What is being asked: Reproduce the data below verbatim, from its first line up to and including the line that contains "[0,104,1281,686]".

########

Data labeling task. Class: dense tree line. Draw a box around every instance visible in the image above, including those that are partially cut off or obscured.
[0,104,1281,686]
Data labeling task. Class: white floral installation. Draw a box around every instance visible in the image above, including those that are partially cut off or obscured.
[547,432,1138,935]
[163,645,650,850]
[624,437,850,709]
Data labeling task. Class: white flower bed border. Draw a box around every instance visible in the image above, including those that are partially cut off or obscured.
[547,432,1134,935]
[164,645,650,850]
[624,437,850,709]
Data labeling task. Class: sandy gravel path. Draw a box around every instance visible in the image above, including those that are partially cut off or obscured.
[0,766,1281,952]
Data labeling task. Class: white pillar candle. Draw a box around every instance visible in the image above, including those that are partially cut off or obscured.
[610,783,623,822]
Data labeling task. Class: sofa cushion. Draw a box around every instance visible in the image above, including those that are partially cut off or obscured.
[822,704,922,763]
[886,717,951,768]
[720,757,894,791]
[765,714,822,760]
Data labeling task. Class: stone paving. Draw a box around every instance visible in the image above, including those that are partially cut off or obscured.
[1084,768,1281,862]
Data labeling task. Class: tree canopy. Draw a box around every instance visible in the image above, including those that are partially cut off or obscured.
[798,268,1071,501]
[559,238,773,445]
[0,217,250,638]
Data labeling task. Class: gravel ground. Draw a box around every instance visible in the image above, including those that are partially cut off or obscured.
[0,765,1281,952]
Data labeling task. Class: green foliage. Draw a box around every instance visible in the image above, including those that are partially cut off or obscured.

########

Exercise solution:
Data labeling task. Class: dense tree line. Draw a box around every instance visible in the image above, including those that are partially cut off or obscured.
[0,104,1281,686]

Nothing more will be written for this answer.